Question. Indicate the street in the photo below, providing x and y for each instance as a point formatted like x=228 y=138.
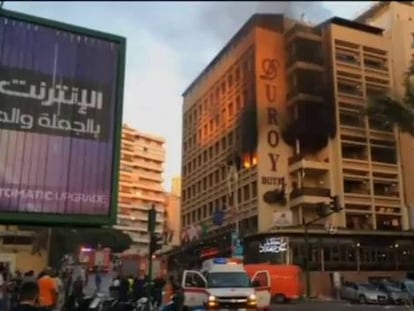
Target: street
x=106 y=282
x=337 y=306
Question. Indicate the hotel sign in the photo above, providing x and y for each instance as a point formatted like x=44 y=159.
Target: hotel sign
x=270 y=68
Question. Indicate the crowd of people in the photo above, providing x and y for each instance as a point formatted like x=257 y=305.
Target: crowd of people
x=51 y=290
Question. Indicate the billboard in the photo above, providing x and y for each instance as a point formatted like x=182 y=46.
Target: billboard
x=61 y=92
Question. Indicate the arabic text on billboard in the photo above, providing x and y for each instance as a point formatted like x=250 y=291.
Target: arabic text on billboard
x=58 y=100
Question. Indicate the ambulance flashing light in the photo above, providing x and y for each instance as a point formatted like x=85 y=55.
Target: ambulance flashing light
x=224 y=261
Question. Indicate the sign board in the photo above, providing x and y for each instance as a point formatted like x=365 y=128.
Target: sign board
x=282 y=219
x=61 y=92
x=273 y=245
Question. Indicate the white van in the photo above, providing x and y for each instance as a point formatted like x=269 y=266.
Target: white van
x=223 y=283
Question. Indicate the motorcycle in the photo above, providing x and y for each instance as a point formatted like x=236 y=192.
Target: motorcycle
x=141 y=304
x=175 y=303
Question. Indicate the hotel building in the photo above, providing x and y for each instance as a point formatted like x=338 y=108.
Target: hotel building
x=282 y=103
x=140 y=185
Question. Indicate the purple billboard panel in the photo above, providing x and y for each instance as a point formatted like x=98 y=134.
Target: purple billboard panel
x=60 y=118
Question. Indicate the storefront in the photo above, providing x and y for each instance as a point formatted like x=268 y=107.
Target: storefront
x=339 y=252
x=355 y=257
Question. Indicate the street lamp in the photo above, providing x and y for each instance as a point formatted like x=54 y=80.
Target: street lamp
x=334 y=207
x=232 y=184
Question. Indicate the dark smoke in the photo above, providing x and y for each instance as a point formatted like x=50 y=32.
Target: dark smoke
x=223 y=19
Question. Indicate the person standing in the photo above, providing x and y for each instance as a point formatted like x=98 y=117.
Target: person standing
x=98 y=280
x=29 y=294
x=48 y=292
x=3 y=305
x=60 y=301
x=157 y=289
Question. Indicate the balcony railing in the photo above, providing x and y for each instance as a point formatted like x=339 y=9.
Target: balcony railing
x=310 y=191
x=303 y=29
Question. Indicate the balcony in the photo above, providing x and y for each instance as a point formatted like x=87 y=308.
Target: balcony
x=311 y=167
x=309 y=196
x=148 y=165
x=305 y=54
x=304 y=32
x=349 y=89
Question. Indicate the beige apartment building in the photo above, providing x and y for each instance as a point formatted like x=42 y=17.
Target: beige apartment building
x=397 y=20
x=282 y=102
x=173 y=214
x=176 y=186
x=140 y=185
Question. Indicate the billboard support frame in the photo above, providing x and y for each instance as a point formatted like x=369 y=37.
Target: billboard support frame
x=51 y=219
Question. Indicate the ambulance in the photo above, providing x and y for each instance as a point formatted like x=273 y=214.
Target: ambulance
x=223 y=284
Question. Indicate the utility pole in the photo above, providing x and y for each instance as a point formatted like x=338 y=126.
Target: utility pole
x=152 y=216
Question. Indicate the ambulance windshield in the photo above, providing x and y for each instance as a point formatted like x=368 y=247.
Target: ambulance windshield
x=228 y=279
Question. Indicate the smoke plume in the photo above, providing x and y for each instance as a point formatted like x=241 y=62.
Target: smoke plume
x=223 y=19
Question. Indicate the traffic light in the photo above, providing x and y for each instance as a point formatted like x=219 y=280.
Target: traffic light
x=275 y=196
x=321 y=210
x=335 y=204
x=156 y=243
x=152 y=215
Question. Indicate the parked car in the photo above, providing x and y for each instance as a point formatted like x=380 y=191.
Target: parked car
x=395 y=294
x=363 y=293
x=406 y=286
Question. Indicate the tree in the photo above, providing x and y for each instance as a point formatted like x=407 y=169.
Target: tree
x=69 y=240
x=392 y=110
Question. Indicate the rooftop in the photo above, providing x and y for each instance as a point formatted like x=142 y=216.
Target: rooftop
x=352 y=24
x=376 y=8
x=269 y=21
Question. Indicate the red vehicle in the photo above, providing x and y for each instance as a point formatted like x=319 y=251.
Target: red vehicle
x=96 y=259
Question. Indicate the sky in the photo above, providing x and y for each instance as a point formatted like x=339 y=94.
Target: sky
x=168 y=45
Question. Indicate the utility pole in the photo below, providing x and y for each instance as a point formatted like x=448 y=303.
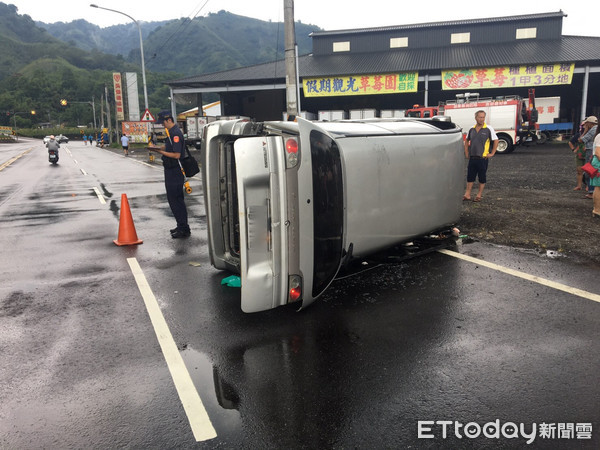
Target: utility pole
x=107 y=113
x=291 y=69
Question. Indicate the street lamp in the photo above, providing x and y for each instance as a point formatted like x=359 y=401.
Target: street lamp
x=141 y=48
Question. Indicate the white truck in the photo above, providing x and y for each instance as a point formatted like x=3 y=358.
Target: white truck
x=504 y=114
x=290 y=204
x=193 y=128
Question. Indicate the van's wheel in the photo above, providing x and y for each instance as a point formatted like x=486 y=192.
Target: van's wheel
x=543 y=138
x=505 y=144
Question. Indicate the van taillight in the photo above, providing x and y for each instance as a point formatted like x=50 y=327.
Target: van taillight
x=291 y=150
x=295 y=288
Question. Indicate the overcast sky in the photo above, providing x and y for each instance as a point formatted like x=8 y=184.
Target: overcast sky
x=582 y=17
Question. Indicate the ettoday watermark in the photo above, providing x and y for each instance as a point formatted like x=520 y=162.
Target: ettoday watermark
x=430 y=429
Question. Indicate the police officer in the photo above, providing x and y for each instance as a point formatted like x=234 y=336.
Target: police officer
x=173 y=149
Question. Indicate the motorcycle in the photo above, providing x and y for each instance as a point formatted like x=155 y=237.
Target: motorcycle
x=53 y=156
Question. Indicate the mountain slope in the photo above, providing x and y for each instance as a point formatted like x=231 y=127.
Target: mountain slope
x=219 y=41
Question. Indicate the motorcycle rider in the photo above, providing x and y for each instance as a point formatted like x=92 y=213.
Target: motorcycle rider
x=53 y=145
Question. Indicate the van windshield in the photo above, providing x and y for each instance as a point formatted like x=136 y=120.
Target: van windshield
x=328 y=209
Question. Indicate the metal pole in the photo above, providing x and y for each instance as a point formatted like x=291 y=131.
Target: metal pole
x=586 y=80
x=291 y=75
x=107 y=113
x=94 y=110
x=141 y=48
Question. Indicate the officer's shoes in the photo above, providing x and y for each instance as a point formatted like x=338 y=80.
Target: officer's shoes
x=178 y=234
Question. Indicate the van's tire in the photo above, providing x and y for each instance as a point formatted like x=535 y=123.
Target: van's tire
x=505 y=144
x=544 y=137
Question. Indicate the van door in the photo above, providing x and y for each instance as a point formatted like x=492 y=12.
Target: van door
x=260 y=179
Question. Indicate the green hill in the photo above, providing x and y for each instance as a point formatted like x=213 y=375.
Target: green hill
x=40 y=69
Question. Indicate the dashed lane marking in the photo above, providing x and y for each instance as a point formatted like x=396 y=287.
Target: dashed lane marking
x=12 y=160
x=516 y=273
x=99 y=194
x=192 y=404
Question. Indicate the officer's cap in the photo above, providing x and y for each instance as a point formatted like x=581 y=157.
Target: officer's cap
x=164 y=115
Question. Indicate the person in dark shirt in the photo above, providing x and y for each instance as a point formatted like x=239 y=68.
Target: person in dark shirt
x=171 y=152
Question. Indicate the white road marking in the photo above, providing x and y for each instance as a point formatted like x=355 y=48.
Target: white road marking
x=12 y=160
x=196 y=413
x=100 y=196
x=516 y=273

___

What you should do. Every entry above is to be printed again exactly, pictures omitted.

Answer space.
Question. Indicate the street in the photo below, providing x and y for each instance as a point formatted like x=228 y=138.
Target: street
x=106 y=282
x=337 y=306
Question. Indicate the hotel sign in the photo above, providing x and y for each instance as a point formatted like x=44 y=159.
Target: hotel sign
x=270 y=68
Question. Indicate the crowd of people in the photo above, providing x and y for each instance as a point formatted like x=257 y=305.
Target: crowd of people
x=51 y=290
Question. Indicate the billboard in the photo above, providing x and y for each instance as a point formatted like x=182 y=46.
Target: billboard
x=61 y=92
Question. Indicate the arabic text on billboard in the photo above, providing x and y for each instance as a point formatted like x=250 y=291.
Target: arabic text on billboard
x=58 y=100
Question. Indicate the ambulance flashing light in the photo above, providing x and y for each instance as a point formatted like x=85 y=55.
Target: ambulance flashing light
x=224 y=261
Question. Indicate the sign board in the photo above, providing x and y for each instance as a point formatted like x=365 y=128.
Target: sign board
x=282 y=219
x=61 y=92
x=273 y=245
Question. Indicate the white van in the photo above, providing x and y for each instance as a point formatted like x=269 y=266.
Target: white van
x=223 y=283
Question. Indicate the motorcycle in the photo above, providing x and y for each instance as a point formatted like x=236 y=192.
Target: motorcycle
x=141 y=304
x=175 y=303
Question. Indicate the hotel building in the photo above, providing x and y for each instance as a point formatted like x=338 y=108.
Target: hotel building
x=282 y=103
x=140 y=185
Question. Indicate the purple billboard panel in the photo above, providing x and y for each instance as a point formatted like x=98 y=134.
Target: purple billboard panel
x=60 y=118
Question. Indicate the storefront in the photo above, providing x and y for each instance as a point formatted like x=268 y=107.
Target: storefront
x=339 y=252
x=355 y=257
Question. Indicate the street lamp in the photo above, providing x and y for each instance as a point formatted like x=54 y=80.
Target: street lamp
x=334 y=207
x=232 y=184
Question. Indicate the dark smoke in the photo above, providing x and y for each instance as a point formatted like x=50 y=32.
Target: dark smoke
x=223 y=19
Question. Indicate the person standing in the photo above, providing x and y for each instance as a point formatted like x=98 y=117.
Target: person standing
x=98 y=280
x=29 y=294
x=48 y=292
x=3 y=305
x=60 y=301
x=157 y=289
Question. Indicate the balcony railing in the photo above, providing x and y for each instance as a point formatted like x=339 y=9.
Target: balcony railing
x=310 y=191
x=303 y=29
Question. Indicate the balcony in the photo above, providing x and y for each instance as a point formatted like x=87 y=308.
Target: balcony
x=311 y=167
x=309 y=196
x=148 y=165
x=305 y=54
x=304 y=32
x=349 y=89
Question. Indicate the beige apartment building in the photo above, providing x and y for each instance as a point formatted like x=42 y=17.
Target: beige apartment building
x=397 y=20
x=282 y=102
x=173 y=214
x=176 y=186
x=140 y=185
Question. Indicate the billboard support frame in the photo above, providing x and y for each instance as a point formatted like x=369 y=37.
Target: billboard support frame
x=51 y=219
Question. Indicate the ambulance in the photo above, providing x and y for each instance as a point formatted like x=273 y=214.
Target: ambulance
x=223 y=284
Question. Indicate the utility pole in the photo above, providing x and y for each instance as a point formatted like x=338 y=126.
Target: utility pole
x=152 y=216
Question. Indicate the ambulance windshield in the photo above, providing x and y for each instance as a point formatted like x=368 y=247.
Target: ambulance windshield
x=228 y=279
Question. Indicate the smoke plume in the photo above, providing x and y for each instance as a point formatted like x=241 y=62.
Target: smoke plume
x=223 y=19
Question. Indicate the traffic light in the photo above, providing x and y for each instance as a point formatted like x=219 y=280.
Target: traffic light
x=275 y=196
x=321 y=210
x=335 y=204
x=156 y=243
x=152 y=215
Question. Indicate the parked car in the photo above, providing x and y for each instance as a point formatted like x=380 y=191.
Target: parked car
x=395 y=294
x=363 y=293
x=406 y=286
Question. Indicate the tree in the photo above, providing x and y for each instance as a point formatted like x=407 y=169.
Target: tree
x=69 y=240
x=392 y=110
Question. Indicate the rooftop in the photo above, providing x and y for each instance as a point formatted like x=142 y=216.
Target: rooftop
x=352 y=24
x=376 y=8
x=269 y=21
Question. Indicate the red vehicle in the photo above, providing x and y for each instance as a point formatted like x=319 y=251.
Target: red vehicle
x=96 y=259
Question. Indicate the sky in the photo above, providing x and y for each instance as a point formatted like x=339 y=94.
Target: sky
x=168 y=45
Question. Indicate the utility pole in the photo below, providing x and y for each instance as a point formatted like x=448 y=303.
Target: utility pole
x=107 y=113
x=291 y=69
Question. Indicate the street lamp in the photo above, providing x and y for each instance as a point formatted like x=359 y=401.
Target: street lamp
x=141 y=48
Question. Indicate the white truck in the photo above, providing x and y for each instance as a point formatted like x=3 y=358.
Target: white truck
x=504 y=114
x=290 y=204
x=193 y=128
Question. Indicate the van's wheel in the photo above, providing x and y for each instance as a point formatted like x=486 y=192.
Target: van's wheel
x=543 y=138
x=505 y=144
Question. Indicate the van taillight in the photo above, providing x and y for each instance as a point formatted like x=50 y=327.
Target: van taillight
x=291 y=150
x=295 y=288
Question. Indicate the overcast sky in the photo above, providing x and y for each instance as a point formatted like x=8 y=184.
Target: overcast sky
x=582 y=17
Question. Indicate the ettoday watermark in the photo above, providing x and y for each instance as a point formatted like x=520 y=162.
Target: ettoday watermark
x=430 y=429
Question. Indicate the police officer in the photo above, providing x and y for each instance as a point formatted like x=234 y=336.
Target: police officer
x=173 y=149
Question. Indicate the motorcycle in the photo above, providing x and y for each instance as a point formatted like x=155 y=237.
Target: motorcycle
x=53 y=156
Question. Indicate the mountain slope in the photo above, providing x and y for each instance as a point formatted like x=231 y=127.
Target: mountain slope
x=219 y=41
Question. Indicate the motorcycle rider in the photo above, providing x and y for each instance as a point formatted like x=92 y=213.
Target: motorcycle rider
x=53 y=145
Question. Indicate the van windshield in the photo above, providing x and y for each instance as a point formatted like x=136 y=120.
Target: van windshield
x=328 y=209
Question. Indicate the metal pole in the photo above, providing x and y for each instance as a point formatted like x=291 y=131.
Target: metal pole
x=586 y=80
x=291 y=75
x=107 y=113
x=94 y=110
x=141 y=48
Question. Indicate the officer's shoes in the photo above, providing x and y for each instance as a point formatted like x=338 y=80.
Target: officer's shoes
x=178 y=234
Question. Indicate the van's tire in the photo above, providing x and y for each instance as a point formatted like x=535 y=123.
Target: van's tire
x=505 y=144
x=544 y=137
Question. Indicate the van door in the photo above, providing x and y for each instance as a point formatted like x=492 y=12.
Target: van door
x=260 y=179
Question. Indicate the green hill in the photo above, providing x and y for each instance as a point formatted like x=213 y=375.
Target: green hill
x=40 y=69
Question. Indicate the dashed lane marking in the photo above, providing x and y for each instance as a point formatted like x=396 y=287.
Target: dashed lane marking
x=12 y=160
x=516 y=273
x=99 y=194
x=192 y=404
Question. Indicate the officer's cap in the photo above, providing x and y for each instance as a point formatted like x=581 y=157.
Target: officer's cap
x=164 y=115
Question. Indicate the person in dark shirt in the photo above, providing x and y for each instance as a point formatted like x=239 y=68.
Target: person in dark shirt
x=171 y=152
Question. Indicate the white road marking in the photo above, providing x and y for each instance as a point formatted like x=355 y=48.
Target: white road marking
x=12 y=160
x=196 y=413
x=100 y=196
x=516 y=273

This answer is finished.